# [Exercise 1]
Duplicate the part of the passage on Adele Brandeis that opens with the words containing "In 1911, Brandeis" and closes with "arts in Louisville.".
# [Exercise 2]
Pull out every line of the records that contains the string "hood".

# [Page extract]
- - - -

Adele Brandeis (1885–1975) was an American art administrator from Louisville, Kentucky. During the Great Depression of the 1930s, Brandeis worked for the WPA Federal Art Project and the Section of Painting and Sculpture. Brandeis did art research for the Index of American Design, a comprehensive collection of American material culture, and managed the creation of visual artwork by local artists. Brandeis focused on ensuring that Shaker art in Kentucky was recorded in the Index of American Design. She knew that the Shaker community near Harrodsburg was closed, and that furniture and other items were being auctioned off. In order to keep a record of the Shaker's furniture, weaving, clothing, and other work, Brandeis arranged for four artists to lodge in Harrodsburg and document the surviving Shaker arts for the Index. The materials in the Index informed the later reconstruction of Shakertown. Brandeis was the Director of Louisville Art Association in 1937.

In 1911, Brandeis presented a paper on "The Development of Art in Cincinnati" to the Women's Club of Louisville, where she highlighted the crucial role women had played in promoting art in Cincinnati. She encouraged her listeners to work toward the establishment of an art museum and art school in Louisville, which would then lead to greater development of the arts in Louisville.

- - - -

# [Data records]

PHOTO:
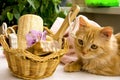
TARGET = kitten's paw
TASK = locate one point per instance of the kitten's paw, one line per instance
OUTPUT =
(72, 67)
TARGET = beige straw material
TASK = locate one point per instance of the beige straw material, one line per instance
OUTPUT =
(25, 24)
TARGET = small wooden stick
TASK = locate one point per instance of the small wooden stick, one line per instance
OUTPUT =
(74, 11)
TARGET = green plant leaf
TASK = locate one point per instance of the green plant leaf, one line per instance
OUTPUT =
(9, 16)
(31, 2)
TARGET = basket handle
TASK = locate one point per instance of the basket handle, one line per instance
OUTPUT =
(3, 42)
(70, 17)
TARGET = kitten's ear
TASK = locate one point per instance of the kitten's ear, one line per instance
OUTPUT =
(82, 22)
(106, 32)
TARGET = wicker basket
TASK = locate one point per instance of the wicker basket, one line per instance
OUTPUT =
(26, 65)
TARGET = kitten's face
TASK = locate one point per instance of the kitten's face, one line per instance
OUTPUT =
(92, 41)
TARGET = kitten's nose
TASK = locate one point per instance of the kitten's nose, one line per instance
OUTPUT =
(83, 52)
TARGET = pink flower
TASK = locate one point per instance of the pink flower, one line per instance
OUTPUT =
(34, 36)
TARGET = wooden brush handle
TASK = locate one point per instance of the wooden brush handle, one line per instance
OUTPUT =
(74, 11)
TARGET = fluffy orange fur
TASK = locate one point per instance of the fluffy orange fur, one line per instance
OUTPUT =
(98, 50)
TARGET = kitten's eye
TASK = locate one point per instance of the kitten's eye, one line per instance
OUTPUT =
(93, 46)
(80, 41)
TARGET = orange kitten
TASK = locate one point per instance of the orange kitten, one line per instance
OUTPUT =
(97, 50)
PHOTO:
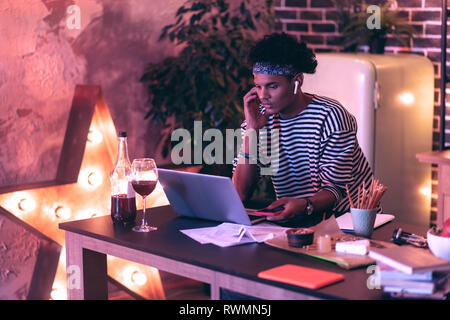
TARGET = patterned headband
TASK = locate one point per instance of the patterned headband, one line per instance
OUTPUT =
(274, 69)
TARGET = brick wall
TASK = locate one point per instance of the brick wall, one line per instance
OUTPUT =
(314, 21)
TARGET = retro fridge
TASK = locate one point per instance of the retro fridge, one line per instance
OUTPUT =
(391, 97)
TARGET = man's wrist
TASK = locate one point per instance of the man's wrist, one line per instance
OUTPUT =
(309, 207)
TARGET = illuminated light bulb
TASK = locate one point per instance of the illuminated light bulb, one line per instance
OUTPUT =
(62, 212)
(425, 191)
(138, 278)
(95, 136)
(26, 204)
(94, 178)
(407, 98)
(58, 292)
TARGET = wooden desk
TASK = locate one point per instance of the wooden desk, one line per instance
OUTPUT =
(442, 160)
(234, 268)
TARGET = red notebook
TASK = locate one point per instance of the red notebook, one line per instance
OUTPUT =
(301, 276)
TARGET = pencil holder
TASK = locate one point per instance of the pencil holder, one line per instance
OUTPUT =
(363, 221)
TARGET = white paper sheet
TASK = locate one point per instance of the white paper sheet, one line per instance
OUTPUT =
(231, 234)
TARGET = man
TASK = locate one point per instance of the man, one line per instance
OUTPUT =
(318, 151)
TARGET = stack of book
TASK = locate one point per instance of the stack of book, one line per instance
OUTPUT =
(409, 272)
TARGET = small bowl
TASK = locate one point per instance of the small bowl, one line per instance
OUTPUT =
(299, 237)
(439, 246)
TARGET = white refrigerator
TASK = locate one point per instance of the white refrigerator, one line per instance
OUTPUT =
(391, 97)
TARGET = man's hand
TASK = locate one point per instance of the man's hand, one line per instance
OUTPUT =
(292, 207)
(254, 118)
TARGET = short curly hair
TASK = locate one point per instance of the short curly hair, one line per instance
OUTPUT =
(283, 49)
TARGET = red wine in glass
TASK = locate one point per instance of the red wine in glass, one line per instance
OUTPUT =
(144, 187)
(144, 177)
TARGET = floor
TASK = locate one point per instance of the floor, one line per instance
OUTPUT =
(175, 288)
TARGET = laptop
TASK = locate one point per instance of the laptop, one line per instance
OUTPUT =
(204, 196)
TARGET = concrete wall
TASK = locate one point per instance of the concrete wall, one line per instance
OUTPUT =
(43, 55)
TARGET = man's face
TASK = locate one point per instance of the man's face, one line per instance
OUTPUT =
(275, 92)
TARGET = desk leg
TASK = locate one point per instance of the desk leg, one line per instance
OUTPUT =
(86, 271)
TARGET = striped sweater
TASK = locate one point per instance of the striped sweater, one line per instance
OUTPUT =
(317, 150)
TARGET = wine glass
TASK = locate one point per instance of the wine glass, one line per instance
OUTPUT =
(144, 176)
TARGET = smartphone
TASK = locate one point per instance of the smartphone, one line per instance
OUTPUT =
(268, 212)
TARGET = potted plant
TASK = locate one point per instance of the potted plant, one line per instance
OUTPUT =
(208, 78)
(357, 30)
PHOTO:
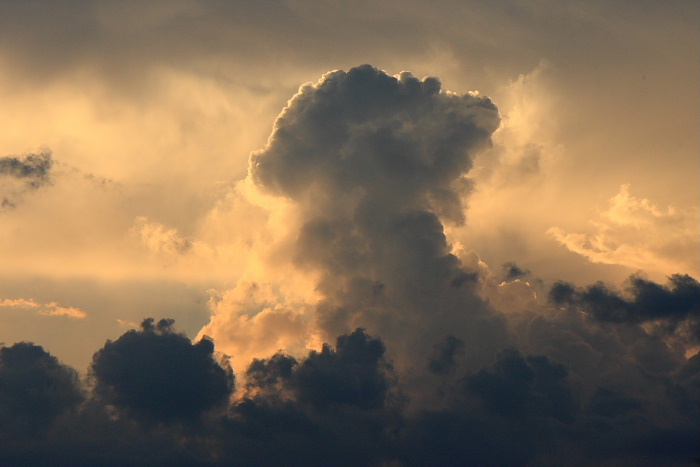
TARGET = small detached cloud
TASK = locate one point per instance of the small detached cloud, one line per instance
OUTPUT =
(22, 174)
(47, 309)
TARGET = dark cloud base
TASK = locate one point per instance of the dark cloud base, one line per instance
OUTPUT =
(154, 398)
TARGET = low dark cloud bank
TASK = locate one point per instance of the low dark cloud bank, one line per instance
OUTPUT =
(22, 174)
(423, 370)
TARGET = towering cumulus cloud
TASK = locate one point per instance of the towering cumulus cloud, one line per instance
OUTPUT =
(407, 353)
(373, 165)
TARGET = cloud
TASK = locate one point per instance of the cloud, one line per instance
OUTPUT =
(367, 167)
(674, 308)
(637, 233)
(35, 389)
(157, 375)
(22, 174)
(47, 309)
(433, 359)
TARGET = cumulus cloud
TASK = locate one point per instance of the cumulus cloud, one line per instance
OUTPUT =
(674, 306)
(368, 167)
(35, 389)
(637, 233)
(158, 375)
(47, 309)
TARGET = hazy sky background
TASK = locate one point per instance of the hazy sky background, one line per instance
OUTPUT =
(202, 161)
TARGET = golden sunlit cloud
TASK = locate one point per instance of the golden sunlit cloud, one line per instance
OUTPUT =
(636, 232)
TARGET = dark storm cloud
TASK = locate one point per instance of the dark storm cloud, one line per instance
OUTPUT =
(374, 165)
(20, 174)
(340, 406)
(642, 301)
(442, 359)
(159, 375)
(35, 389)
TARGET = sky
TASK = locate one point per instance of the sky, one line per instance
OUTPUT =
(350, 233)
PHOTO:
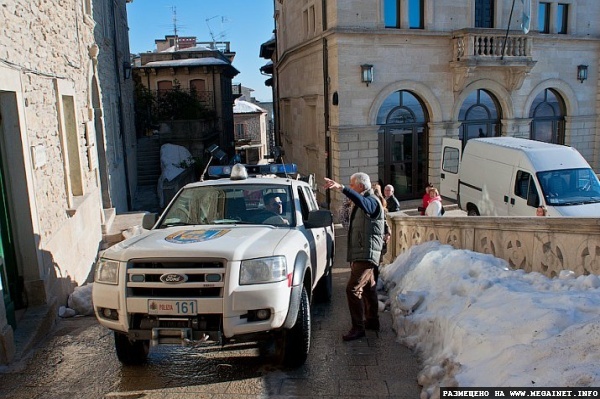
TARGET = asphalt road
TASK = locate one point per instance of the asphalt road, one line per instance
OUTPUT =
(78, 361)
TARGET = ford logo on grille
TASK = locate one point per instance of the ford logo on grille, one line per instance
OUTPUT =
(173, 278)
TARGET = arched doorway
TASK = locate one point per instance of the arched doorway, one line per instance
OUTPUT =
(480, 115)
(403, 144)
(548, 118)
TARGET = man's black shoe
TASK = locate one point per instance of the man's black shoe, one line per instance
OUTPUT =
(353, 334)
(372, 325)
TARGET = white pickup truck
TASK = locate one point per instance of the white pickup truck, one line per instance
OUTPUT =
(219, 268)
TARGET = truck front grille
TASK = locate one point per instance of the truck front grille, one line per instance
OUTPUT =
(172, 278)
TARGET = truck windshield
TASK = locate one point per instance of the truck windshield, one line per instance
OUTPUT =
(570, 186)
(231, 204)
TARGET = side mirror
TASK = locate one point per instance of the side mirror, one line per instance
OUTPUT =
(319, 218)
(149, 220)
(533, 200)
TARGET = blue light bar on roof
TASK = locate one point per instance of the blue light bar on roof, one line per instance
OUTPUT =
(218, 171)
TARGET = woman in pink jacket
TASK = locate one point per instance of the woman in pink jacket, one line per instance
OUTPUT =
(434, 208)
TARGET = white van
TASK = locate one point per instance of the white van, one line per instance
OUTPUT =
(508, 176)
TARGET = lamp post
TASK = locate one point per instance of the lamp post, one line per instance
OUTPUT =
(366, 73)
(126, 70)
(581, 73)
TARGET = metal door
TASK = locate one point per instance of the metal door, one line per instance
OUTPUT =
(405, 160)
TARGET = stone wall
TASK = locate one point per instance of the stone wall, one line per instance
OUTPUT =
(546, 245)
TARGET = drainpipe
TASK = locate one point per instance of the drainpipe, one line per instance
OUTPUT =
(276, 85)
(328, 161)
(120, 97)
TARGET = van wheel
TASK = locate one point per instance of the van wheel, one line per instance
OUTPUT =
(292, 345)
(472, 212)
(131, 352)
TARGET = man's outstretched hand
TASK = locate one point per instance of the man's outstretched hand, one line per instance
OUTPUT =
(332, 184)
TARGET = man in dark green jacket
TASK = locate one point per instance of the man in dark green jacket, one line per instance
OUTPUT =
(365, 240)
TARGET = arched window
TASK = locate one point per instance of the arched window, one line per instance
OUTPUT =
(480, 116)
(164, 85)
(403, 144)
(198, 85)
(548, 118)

- - - -

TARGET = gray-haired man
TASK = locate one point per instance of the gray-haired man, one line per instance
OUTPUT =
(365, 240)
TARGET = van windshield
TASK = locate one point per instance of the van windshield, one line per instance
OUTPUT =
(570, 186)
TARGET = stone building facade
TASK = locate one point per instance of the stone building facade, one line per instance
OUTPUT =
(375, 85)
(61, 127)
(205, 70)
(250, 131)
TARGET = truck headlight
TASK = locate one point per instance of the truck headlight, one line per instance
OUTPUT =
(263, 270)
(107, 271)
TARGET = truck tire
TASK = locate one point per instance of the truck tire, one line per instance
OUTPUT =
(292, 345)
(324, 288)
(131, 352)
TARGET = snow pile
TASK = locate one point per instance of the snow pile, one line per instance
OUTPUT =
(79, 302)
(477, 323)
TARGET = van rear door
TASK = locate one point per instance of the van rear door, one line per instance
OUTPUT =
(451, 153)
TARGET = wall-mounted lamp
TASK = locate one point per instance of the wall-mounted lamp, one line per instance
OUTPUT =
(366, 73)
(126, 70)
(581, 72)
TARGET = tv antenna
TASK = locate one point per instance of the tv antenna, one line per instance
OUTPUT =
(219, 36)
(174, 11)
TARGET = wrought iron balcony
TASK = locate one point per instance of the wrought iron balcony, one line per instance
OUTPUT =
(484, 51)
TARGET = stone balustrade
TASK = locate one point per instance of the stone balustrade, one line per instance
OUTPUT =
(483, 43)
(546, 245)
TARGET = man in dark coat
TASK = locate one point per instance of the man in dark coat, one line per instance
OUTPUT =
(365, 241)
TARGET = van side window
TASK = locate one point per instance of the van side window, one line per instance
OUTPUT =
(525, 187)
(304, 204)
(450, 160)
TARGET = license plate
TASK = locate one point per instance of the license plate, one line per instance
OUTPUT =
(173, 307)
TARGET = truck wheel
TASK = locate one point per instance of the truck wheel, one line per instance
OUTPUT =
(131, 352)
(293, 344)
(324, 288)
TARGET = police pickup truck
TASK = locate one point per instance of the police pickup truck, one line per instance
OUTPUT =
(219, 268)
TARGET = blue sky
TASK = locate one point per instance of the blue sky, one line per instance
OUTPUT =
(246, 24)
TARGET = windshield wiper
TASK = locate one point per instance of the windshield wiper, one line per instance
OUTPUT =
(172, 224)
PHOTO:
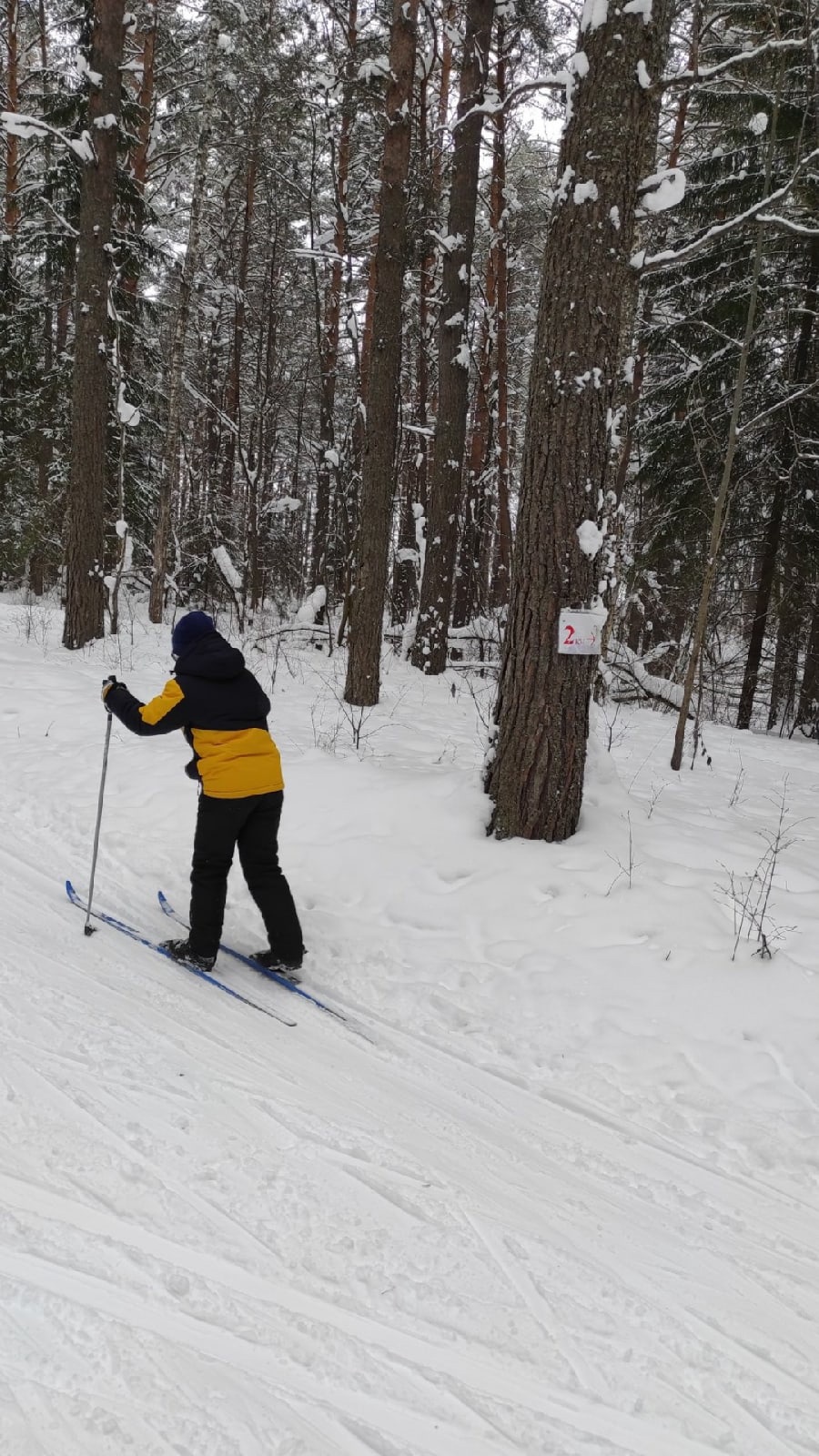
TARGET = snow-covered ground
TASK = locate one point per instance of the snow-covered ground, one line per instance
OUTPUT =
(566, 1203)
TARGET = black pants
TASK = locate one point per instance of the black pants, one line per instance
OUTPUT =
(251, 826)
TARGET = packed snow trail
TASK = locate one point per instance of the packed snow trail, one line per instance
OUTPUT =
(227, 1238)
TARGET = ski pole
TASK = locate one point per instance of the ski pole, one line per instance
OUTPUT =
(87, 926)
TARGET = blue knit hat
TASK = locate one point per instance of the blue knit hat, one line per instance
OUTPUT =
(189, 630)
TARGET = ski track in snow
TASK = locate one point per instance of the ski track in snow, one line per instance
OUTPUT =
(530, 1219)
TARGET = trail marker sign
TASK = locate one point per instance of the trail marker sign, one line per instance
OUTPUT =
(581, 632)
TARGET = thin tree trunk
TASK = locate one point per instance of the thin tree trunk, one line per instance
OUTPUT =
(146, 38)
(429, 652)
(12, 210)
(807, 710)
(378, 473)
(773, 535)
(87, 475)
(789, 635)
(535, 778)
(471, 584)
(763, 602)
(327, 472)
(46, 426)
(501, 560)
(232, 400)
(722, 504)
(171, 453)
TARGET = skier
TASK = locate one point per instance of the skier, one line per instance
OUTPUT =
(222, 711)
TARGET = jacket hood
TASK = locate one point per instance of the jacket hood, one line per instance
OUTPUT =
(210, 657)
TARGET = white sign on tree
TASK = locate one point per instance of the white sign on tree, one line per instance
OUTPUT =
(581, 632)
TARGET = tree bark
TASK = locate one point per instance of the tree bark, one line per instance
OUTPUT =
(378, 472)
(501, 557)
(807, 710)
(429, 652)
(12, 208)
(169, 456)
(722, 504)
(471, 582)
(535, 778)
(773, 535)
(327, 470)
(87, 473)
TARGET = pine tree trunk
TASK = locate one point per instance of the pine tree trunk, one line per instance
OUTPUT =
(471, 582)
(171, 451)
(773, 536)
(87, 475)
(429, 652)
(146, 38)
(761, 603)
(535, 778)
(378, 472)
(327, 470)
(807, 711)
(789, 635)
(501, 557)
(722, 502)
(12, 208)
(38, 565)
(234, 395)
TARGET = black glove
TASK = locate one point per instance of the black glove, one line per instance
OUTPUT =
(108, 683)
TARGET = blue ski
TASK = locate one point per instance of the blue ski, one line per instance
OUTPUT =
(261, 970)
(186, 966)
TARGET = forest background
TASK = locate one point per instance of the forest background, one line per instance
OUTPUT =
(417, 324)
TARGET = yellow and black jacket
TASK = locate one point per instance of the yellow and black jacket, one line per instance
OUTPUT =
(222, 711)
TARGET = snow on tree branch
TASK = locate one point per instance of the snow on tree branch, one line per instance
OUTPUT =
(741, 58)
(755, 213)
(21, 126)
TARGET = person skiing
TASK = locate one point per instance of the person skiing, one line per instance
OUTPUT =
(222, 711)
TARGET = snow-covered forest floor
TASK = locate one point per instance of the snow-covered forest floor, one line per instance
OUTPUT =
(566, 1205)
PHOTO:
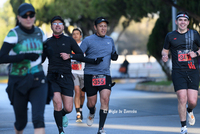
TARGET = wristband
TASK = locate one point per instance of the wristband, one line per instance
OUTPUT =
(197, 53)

- - - -

# [Finished answer 1]
In 1911, Brandeis presented a paper on "The Development of Art in Cincinnati" to the Women's Club of Louisville, where she highlighted the crucial role women had played in promoting art in Cincinnati. She encouraged her listeners to work toward the establishment of an art museum and art school in Louisville, which would then lead to greater development of the arts in Louisville.

# [Finished answer 2]
TARGET = jacket hood
TASK = locate one point per instance of the jacket hood, one line per instance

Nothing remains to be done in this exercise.